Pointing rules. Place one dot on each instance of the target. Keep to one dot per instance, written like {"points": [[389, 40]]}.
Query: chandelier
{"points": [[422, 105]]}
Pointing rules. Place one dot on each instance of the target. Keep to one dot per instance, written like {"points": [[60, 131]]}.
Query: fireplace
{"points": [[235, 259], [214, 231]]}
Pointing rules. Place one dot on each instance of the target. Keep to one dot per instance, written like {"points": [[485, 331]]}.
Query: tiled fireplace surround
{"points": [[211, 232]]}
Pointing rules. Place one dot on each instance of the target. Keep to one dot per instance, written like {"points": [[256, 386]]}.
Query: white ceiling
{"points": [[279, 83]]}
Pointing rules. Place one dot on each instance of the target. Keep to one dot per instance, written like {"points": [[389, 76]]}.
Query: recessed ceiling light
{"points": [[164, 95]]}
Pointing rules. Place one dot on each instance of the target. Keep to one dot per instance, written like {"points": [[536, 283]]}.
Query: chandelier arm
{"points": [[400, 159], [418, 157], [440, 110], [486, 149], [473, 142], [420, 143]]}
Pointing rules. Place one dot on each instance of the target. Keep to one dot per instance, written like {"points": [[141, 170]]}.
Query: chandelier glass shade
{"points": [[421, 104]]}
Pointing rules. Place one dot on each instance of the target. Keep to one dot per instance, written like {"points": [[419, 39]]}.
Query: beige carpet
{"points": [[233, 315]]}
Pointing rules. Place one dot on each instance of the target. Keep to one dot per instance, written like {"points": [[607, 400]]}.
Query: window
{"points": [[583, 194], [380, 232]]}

What is needed: Repeat each entry word for word.

Answer in full:
Pointing rules. Place one dot on each instance of the target. Keep to one dot per instance, written like {"points": [[389, 40]]}.
Query: chandelier
{"points": [[422, 105]]}
Pointing rules. Place one dot on each instance of the target. Keep to one dot per instance, written like {"points": [[60, 131]]}.
Query: fireplace
{"points": [[235, 259], [214, 231]]}
Pointing rules. Place one dot on each instance of the target. Keep to one dot per instance, written like {"points": [[485, 331]]}.
Query: tiled fireplace surround
{"points": [[211, 232]]}
Pointing rules. Place one dot on each instance of the target. Keep to one dot per instance, written like {"points": [[256, 386]]}.
Query: white ceiling
{"points": [[279, 83]]}
Pointing rules. Place one dot on each instance of the target. Keep to one dot per instance, written like {"points": [[389, 76]]}.
Query: recessed ceiling light
{"points": [[164, 95]]}
Pointing rules. Place one dot on each instance of the target. Keep to one dot per instance, written like {"points": [[536, 283]]}.
Query: chandelier arm
{"points": [[400, 159], [418, 157], [440, 110], [486, 149], [473, 142], [420, 143]]}
Pointing rules. Place one dot on each instance of the target. Keep to one dot per instance, written like {"points": [[141, 170]]}.
Query: chandelier glass shade
{"points": [[421, 104]]}
Pointing rules. Place one dot on each instance of the target. Keep to one dot per instance, written like {"points": [[419, 39]]}.
Query: beige carpet
{"points": [[233, 315]]}
Pointing rules. Place one dot on each instance of the target. Keep to one dot per instance, written like {"points": [[607, 400]]}.
Query: window
{"points": [[583, 194], [380, 232]]}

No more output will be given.